▶ _Task objective_
Reproduce exactly the lines from the line containing "Return one point for each instance of the stone" through the last line of the listing, and no others.

▶ _Stored data_
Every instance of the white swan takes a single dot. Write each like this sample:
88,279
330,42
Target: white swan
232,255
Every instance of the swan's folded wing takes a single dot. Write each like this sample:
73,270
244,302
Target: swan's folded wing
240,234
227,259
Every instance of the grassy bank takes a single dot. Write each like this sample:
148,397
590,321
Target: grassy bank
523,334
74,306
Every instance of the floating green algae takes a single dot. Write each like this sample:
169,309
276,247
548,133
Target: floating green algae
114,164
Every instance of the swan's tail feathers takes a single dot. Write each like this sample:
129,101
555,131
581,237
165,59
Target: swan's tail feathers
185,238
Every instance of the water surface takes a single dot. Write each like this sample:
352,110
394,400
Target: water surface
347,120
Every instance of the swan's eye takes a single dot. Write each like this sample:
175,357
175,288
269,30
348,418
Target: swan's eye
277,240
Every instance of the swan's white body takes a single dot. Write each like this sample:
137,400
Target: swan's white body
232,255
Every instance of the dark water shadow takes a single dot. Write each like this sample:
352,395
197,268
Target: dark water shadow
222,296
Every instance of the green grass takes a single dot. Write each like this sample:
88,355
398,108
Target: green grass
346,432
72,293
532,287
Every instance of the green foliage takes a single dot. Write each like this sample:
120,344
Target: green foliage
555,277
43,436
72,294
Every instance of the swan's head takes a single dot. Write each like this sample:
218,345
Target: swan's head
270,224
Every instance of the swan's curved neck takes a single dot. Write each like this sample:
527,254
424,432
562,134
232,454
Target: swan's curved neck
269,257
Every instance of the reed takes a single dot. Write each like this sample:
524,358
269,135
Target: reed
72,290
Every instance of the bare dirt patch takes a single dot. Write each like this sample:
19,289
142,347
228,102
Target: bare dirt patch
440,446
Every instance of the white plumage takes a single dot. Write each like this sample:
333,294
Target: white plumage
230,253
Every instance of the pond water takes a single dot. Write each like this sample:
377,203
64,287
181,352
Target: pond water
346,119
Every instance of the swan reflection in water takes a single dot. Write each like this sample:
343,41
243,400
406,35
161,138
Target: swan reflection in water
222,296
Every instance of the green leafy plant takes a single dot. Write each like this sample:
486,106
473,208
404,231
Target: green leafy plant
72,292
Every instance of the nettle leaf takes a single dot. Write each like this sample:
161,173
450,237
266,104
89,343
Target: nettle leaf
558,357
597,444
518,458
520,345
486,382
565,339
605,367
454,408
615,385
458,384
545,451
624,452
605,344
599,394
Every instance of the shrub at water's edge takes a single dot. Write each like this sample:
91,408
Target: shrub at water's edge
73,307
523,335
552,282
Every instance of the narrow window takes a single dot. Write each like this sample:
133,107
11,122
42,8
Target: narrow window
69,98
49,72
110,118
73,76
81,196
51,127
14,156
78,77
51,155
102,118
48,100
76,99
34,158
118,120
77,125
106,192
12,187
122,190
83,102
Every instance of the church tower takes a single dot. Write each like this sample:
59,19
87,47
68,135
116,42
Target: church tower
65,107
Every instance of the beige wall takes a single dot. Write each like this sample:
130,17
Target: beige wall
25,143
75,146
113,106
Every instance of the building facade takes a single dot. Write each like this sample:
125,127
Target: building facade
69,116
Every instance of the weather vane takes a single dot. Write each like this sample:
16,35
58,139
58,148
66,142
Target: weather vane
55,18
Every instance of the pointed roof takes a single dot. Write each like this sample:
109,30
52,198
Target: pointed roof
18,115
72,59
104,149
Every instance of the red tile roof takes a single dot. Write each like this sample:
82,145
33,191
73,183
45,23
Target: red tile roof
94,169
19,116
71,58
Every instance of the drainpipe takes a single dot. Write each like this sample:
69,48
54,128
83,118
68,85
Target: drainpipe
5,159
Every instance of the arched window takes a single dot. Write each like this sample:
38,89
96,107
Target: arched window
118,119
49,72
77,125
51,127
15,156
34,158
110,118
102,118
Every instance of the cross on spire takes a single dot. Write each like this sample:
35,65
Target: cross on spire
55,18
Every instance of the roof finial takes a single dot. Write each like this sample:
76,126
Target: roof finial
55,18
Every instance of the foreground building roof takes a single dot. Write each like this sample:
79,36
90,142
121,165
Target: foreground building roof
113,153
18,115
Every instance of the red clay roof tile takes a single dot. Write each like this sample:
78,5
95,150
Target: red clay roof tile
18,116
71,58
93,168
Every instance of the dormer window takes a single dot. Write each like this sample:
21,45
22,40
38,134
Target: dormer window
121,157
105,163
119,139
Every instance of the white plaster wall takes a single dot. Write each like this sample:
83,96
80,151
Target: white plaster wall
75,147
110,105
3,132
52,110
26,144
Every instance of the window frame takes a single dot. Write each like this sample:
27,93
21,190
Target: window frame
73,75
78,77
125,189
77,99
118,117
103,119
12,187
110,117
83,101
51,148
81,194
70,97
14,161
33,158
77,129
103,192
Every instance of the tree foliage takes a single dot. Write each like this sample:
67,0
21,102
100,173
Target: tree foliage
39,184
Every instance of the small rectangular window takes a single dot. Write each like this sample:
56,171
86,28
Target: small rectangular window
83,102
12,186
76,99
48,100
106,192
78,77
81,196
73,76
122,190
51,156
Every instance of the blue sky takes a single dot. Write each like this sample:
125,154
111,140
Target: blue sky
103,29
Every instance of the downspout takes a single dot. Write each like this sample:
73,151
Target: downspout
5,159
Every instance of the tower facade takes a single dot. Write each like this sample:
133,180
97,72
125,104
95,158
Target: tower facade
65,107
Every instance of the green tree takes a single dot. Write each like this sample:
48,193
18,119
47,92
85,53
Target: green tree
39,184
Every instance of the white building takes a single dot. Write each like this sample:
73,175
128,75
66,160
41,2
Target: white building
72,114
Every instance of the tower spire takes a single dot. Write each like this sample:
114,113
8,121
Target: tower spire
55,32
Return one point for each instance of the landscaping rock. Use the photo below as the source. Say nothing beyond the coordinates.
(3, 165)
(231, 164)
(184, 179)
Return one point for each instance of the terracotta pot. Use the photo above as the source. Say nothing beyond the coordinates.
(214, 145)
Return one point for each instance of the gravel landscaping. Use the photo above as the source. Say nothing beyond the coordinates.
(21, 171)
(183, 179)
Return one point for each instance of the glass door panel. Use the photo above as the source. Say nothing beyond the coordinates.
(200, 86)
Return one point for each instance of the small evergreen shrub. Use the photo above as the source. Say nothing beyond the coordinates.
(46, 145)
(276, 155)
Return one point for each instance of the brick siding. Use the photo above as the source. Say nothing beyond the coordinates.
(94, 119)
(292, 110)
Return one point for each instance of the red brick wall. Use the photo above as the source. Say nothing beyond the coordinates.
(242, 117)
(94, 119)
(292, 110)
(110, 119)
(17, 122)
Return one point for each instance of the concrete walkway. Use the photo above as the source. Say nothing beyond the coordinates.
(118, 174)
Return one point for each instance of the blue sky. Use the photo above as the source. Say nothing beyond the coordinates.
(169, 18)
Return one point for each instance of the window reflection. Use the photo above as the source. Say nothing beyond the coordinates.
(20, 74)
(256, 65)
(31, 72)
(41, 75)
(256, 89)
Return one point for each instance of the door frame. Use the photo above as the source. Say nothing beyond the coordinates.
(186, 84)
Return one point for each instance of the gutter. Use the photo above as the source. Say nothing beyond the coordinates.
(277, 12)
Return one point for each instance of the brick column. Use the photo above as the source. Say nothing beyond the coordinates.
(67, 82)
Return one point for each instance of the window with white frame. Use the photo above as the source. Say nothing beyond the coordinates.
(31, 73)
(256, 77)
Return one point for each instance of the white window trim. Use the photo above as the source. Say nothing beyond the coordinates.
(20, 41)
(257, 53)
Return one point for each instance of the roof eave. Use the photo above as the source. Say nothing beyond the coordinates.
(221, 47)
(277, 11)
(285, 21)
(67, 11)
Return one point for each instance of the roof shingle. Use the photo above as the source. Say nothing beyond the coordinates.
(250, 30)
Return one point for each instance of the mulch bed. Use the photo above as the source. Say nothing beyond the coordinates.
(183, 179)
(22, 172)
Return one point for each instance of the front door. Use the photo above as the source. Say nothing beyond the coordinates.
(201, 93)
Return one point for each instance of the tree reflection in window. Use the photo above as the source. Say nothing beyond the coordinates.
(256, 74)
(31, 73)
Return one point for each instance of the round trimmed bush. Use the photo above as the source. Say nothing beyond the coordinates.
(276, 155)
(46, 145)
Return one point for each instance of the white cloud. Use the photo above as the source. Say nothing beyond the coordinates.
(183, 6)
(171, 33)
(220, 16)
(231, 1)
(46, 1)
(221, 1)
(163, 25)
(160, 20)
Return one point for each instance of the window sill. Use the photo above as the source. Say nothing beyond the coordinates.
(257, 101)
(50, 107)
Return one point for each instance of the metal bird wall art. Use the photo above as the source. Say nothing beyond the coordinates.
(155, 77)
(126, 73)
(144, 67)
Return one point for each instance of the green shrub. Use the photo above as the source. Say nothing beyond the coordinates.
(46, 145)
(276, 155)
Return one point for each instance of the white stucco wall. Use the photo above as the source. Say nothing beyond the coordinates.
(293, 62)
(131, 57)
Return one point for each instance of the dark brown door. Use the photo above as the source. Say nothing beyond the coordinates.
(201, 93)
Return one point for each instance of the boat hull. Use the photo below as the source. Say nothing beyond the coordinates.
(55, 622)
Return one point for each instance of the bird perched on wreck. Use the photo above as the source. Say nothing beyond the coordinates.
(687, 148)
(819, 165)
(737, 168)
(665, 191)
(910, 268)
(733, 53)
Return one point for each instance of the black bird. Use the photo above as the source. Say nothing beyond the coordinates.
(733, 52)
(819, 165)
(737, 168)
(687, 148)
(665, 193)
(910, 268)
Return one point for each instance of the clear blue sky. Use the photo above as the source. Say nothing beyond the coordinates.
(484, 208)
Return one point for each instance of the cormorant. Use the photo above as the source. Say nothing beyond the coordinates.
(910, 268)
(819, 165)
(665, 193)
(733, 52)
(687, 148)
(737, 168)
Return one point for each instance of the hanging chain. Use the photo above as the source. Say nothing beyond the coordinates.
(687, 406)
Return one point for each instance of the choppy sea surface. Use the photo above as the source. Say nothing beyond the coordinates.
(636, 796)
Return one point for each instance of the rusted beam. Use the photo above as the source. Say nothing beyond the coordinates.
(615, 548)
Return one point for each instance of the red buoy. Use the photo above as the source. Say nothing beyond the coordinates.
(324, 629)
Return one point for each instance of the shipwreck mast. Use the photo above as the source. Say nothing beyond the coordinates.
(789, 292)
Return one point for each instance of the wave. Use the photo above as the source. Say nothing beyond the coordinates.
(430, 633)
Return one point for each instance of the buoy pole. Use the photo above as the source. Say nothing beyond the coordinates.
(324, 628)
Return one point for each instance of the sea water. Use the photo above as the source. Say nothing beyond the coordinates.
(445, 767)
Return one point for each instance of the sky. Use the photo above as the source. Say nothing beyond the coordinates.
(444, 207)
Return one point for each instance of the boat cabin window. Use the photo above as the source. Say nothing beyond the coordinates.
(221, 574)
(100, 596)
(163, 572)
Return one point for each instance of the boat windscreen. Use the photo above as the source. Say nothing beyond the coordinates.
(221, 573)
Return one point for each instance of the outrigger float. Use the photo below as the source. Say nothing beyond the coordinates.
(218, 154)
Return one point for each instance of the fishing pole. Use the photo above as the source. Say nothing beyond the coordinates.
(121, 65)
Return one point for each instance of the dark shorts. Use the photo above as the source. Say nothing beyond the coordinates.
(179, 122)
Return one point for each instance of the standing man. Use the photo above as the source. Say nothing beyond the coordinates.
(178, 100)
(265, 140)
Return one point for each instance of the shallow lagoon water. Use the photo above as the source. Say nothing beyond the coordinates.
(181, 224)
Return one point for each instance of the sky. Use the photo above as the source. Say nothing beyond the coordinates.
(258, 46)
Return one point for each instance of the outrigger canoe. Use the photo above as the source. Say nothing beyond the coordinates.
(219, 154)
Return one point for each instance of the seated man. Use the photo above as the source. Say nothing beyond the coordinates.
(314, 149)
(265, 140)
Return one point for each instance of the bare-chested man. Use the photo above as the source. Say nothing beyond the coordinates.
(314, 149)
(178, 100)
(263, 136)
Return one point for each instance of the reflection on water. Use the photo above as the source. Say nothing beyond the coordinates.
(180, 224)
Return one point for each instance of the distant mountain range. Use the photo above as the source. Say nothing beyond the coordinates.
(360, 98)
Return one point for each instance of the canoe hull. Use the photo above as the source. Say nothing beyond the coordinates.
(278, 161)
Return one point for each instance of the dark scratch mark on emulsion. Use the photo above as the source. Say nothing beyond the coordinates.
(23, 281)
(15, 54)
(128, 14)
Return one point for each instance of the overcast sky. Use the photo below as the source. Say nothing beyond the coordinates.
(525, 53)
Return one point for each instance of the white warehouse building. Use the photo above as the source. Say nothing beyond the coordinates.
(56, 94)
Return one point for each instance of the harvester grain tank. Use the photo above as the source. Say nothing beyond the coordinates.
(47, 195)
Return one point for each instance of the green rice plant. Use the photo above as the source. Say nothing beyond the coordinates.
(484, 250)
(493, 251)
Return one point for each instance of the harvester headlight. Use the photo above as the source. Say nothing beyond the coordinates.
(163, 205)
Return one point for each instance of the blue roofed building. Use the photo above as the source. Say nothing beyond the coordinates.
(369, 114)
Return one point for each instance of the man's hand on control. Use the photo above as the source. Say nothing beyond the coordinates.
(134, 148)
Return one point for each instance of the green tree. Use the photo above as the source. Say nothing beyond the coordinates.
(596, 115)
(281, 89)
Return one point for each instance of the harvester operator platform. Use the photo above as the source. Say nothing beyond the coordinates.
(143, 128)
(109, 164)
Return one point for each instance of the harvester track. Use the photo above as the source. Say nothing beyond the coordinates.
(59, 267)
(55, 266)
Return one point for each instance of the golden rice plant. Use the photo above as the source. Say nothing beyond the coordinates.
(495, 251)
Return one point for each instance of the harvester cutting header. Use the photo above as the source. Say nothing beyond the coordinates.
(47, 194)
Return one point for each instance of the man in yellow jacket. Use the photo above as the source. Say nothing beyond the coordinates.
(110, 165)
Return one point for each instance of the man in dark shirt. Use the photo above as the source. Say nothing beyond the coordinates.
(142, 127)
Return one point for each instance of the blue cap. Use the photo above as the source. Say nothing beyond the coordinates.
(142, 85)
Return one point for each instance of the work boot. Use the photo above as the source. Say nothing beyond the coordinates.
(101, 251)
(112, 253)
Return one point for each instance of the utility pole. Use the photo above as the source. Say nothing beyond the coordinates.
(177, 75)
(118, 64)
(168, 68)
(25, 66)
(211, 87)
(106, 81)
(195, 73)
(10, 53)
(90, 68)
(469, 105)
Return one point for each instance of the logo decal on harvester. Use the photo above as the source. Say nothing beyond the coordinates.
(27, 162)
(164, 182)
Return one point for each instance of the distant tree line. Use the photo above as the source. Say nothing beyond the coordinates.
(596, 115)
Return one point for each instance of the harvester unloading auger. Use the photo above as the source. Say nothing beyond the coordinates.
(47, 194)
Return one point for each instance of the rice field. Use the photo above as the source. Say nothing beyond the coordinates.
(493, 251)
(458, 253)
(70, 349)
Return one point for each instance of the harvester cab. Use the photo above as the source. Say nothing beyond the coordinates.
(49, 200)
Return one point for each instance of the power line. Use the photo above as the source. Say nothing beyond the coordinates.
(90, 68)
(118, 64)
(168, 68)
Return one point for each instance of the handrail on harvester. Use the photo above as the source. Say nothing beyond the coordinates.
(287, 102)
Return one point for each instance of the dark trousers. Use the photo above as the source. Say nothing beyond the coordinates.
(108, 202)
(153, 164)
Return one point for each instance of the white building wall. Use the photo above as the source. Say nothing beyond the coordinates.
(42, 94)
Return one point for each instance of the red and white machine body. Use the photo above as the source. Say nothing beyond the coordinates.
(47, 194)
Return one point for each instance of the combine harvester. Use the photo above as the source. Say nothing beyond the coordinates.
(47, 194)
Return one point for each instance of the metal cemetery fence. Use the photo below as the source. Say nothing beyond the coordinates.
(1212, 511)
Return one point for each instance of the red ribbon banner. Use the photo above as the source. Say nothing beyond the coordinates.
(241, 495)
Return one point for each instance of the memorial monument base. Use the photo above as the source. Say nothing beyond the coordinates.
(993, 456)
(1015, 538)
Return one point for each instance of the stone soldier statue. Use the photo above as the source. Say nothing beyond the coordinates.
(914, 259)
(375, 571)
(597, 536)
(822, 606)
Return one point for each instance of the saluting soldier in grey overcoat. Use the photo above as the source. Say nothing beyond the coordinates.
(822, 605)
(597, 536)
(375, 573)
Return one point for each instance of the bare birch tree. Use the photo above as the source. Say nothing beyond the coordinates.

▶ _Response_
Return one point for each instance of the stone soldier statue. Use the photo above as the source. Say nothing beyond the coordinates.
(914, 259)
(375, 571)
(597, 536)
(822, 606)
Return one point for each instance of the saluting soldier in grey overcoat. Use the photo above as the source. Say nothing beyond the coordinates.
(822, 605)
(597, 536)
(375, 573)
Return one point for each instance of the bare birch tree. Use the photo above as the source. Say nothing beyond the coordinates.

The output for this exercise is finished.